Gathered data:
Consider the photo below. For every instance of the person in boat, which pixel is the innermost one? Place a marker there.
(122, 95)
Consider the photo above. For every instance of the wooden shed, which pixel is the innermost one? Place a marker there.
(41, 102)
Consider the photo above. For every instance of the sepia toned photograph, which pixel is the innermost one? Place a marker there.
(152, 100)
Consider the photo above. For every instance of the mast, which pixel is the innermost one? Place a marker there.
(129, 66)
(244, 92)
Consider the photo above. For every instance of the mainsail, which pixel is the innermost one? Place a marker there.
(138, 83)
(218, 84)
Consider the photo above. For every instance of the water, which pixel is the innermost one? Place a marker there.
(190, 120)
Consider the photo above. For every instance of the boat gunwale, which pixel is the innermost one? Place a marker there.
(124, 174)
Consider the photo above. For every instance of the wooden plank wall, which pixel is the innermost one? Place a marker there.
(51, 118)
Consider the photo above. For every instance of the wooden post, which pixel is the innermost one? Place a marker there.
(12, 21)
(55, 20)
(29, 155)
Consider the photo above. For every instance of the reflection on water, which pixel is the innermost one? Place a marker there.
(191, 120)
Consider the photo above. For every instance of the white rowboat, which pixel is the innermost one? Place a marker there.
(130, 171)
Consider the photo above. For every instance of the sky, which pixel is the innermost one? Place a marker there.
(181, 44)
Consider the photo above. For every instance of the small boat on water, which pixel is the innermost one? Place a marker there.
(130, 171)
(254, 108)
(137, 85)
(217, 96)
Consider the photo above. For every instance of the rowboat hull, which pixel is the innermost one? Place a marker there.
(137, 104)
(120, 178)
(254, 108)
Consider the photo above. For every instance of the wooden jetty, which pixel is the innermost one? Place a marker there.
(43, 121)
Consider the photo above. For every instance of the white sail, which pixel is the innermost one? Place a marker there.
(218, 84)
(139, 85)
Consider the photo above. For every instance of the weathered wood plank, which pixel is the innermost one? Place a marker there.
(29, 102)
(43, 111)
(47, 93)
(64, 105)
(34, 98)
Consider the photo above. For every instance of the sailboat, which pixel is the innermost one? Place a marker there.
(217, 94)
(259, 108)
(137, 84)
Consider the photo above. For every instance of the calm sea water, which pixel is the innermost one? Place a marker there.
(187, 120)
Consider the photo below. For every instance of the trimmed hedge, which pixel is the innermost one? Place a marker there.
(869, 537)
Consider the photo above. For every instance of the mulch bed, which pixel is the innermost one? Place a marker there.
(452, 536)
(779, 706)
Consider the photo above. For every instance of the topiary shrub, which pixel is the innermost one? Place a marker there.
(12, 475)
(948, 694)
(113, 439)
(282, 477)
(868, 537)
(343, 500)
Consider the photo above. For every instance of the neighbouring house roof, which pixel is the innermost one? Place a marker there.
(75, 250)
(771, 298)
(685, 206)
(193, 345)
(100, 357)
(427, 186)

* [Task statement] Can you turn every one of the lines above into a Markdown table with the columns Row and Line, numbering each row and skipping any blank lines?

* [Answer to the problem]
| Row | Line |
|---|---|
| 1 | Consider the photo below. For every instance of the person in boat, which pixel is the innermost one? Place a marker there. |
| 2 | (122, 95) |
| 3 | Consider the photo above. For every instance of the wooden shed, which pixel is the innermost one? Place a marker there. |
| 4 | (41, 102) |
| 5 | Consider the photo above. For every instance of the sepia toned photograph, which pixel is the innermost one? Place a marker there. |
| 6 | (152, 100) |
| 7 | Consider the photo above. For every instance of the mast, which pixel is the innermost one? Place a marker there. |
| 8 | (129, 66) |
| 9 | (244, 92) |
| 10 | Consider the photo above. For every instance of the mainsail, which pixel is the innermost one? Place a marker there. |
| 11 | (138, 83) |
| 12 | (218, 84) |
| 13 | Consider the photo above. For every instance of the water, which pixel is the innermost one? Place a marker there. |
| 14 | (190, 120) |
| 15 | Consider the photo above. For every instance of the boat gunwale, which pixel is the innermost one? Place a marker there. |
| 16 | (124, 174) |
| 17 | Consider the photo above. For every instance of the wooden plank wall, which pixel is the innermost one? Place a marker there. |
| 18 | (51, 118) |
| 19 | Consider the photo above. For every instance of the wooden post, which pixel is the innermost one? Place a marker there. |
| 20 | (12, 21) |
| 21 | (55, 20) |
| 22 | (29, 155) |
| 23 | Consider the photo above. For every instance of the reflection on water, which pixel is the innermost one? Place a marker there. |
| 24 | (191, 120) |
| 25 | Consider the photo above. For every instance of the white rowboat, which pixel is the innermost one? Place a marker there. |
| 26 | (130, 171) |
| 27 | Consider the photo above. For every instance of the sky, which pixel is the innermost one? Place a marker there. |
| 28 | (181, 44) |
| 29 | Consider the photo above. For every instance of the small boat on water, which pixel is the innermost one? Place a marker there. |
| 30 | (130, 171) |
| 31 | (254, 108) |
| 32 | (137, 85) |
| 33 | (217, 96) |
| 34 | Consider the photo above. For every instance of the rowboat hull, which pixel is the innermost one? Place a marker there. |
| 35 | (137, 104) |
| 36 | (120, 178) |
| 37 | (254, 108) |
| 38 | Consider the photo above. For every instance of the wooden jetty, which pixel is the innermost one? Place a marker there. |
| 39 | (43, 121) |
| 40 | Consider the photo above. For every instance of the white sail, which pixel is the innermost one? Place a marker there. |
| 41 | (218, 84) |
| 42 | (139, 85) |
| 43 | Consider the photo above. For every instance of the weathered wood plank, which pixel is the innermost one? Place a marker there. |
| 44 | (29, 102) |
| 45 | (43, 111) |
| 46 | (47, 93) |
| 47 | (64, 105) |
| 48 | (34, 98) |
| 49 | Consider the photo above. For every instance of the sailboat, which pixel is the innermost one? Place a marker there. |
| 50 | (217, 94) |
| 51 | (259, 108) |
| 52 | (137, 84) |
| 53 | Consider the photo above. For every instance of the calm sea water, which pixel is the innermost one? Place a marker there. |
| 54 | (187, 120) |
| 55 | Consider the photo below. For every instance of the trimmed hedge, which pixel is the innermost one? Place a marker there. |
| 56 | (869, 537) |
| 57 | Consider the photo above. For every instance of the mulch bed, which pixel is the innermost one? Place a marker there. |
| 58 | (452, 536) |
| 59 | (779, 706) |
| 60 | Consider the photo above. For every instance of the topiary shrub, which pixel is the innermost one? Place a marker there. |
| 61 | (12, 475) |
| 62 | (948, 694) |
| 63 | (113, 439) |
| 64 | (282, 477) |
| 65 | (868, 537) |
| 66 | (343, 500) |
| 67 | Consider the photo above. For every instance of the neighbouring house roof, which pixel is the innermost one? Place a marker there. |
| 68 | (75, 250) |
| 69 | (771, 298) |
| 70 | (685, 206) |
| 71 | (193, 345) |
| 72 | (100, 357) |
| 73 | (427, 186) |